## Exercise details
From the lines below, extract each one that contains the string "bird".

Lines of data:
# # # # # # #

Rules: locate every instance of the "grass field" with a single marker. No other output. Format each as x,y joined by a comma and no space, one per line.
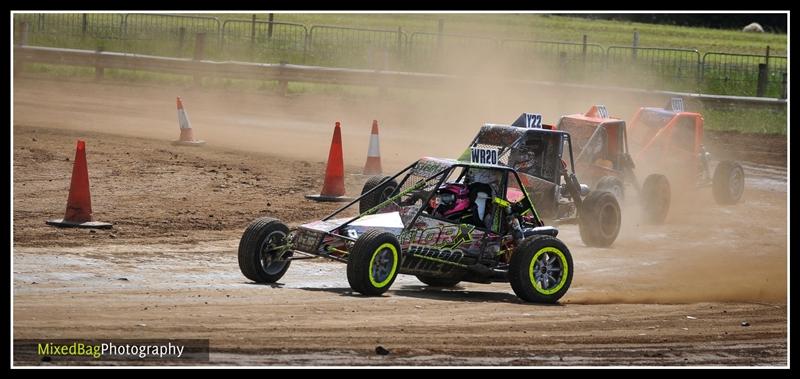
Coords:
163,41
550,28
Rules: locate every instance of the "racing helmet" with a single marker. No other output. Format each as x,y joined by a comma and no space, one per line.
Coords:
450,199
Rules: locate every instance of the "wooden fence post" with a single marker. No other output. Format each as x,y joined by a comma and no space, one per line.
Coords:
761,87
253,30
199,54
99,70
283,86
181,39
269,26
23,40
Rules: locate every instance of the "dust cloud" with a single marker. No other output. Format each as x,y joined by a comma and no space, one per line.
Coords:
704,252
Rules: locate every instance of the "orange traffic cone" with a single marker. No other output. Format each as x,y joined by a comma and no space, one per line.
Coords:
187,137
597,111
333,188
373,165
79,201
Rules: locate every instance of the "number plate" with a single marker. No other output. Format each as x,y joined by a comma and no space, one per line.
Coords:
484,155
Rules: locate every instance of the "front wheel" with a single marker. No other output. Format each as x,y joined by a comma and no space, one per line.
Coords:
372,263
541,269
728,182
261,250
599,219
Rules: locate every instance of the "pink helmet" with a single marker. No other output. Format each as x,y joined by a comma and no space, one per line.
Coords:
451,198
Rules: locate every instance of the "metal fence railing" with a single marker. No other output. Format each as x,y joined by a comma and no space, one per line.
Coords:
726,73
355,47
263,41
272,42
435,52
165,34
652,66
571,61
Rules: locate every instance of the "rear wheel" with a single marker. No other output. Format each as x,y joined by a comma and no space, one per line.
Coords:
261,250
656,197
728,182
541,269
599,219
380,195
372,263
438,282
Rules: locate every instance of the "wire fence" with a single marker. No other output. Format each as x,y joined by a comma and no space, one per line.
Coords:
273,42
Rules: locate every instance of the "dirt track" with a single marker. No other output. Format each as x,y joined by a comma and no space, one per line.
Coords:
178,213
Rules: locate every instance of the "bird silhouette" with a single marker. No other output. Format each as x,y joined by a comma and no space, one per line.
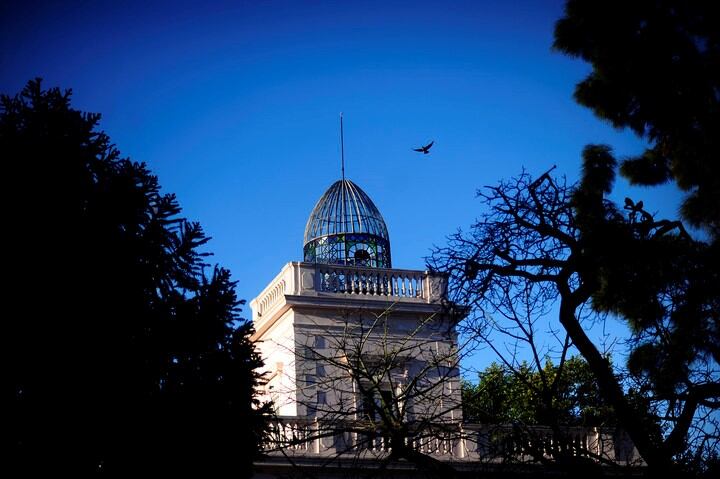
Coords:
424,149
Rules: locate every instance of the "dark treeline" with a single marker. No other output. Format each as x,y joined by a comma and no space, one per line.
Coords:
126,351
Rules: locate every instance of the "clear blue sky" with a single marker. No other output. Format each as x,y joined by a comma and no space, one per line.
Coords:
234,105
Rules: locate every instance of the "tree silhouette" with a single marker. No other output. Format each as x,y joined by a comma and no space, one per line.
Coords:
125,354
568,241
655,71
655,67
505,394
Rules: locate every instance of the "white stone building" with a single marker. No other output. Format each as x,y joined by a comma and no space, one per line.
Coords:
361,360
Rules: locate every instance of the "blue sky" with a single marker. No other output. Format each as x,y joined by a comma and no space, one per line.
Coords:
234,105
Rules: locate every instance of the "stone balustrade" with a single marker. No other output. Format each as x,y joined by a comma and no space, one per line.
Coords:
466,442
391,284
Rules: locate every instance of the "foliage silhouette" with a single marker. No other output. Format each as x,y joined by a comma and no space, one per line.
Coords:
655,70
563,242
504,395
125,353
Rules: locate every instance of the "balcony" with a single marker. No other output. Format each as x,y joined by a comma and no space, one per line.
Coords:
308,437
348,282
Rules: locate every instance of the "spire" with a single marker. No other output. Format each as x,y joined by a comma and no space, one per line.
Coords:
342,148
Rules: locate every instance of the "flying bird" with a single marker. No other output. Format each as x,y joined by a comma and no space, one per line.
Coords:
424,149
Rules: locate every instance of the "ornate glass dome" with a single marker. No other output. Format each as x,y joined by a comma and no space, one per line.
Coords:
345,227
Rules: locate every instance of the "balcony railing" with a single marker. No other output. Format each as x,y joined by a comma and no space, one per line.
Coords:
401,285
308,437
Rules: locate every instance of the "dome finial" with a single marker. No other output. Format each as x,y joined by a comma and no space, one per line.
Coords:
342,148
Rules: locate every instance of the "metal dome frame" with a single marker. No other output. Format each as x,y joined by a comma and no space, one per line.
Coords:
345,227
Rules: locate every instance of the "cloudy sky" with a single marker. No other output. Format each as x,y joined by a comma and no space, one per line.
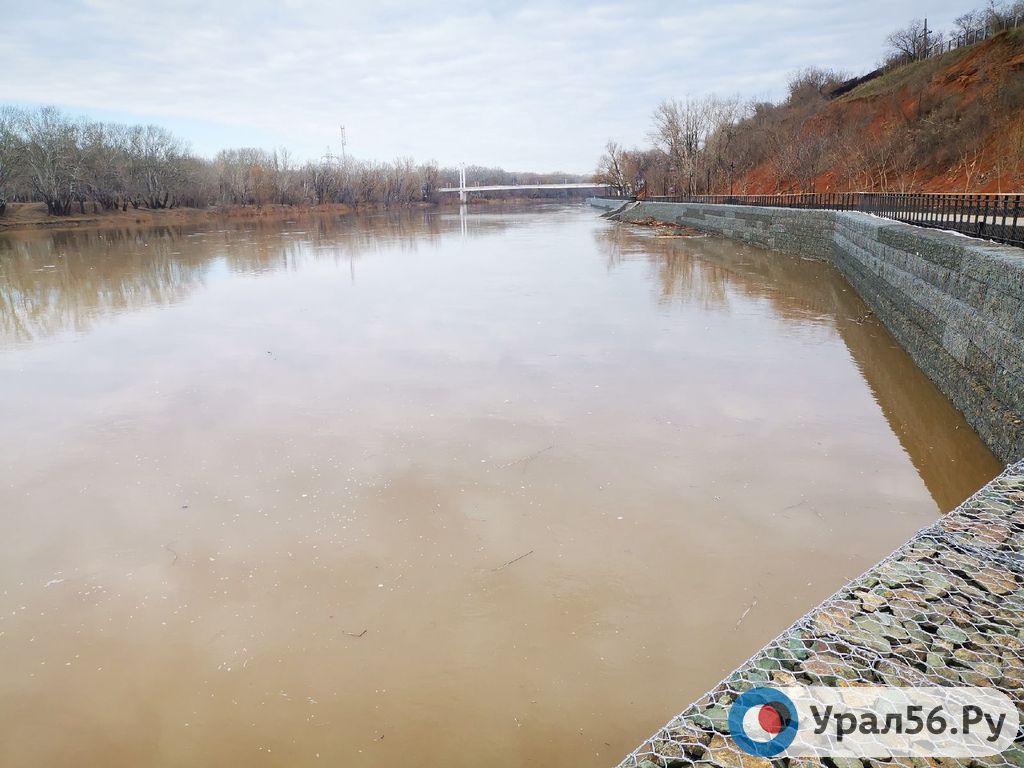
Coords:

# # # # # # #

## Response to the task
Rules: locate every instance of the "bird silhouette" with a single marker. No other output. Format each as x,y joined by a comma and no space, one per line.
Rules: locate every instance of the "flying bird" with a single marker. No other output. Format each as x,y joined by a comma and no space, one per line.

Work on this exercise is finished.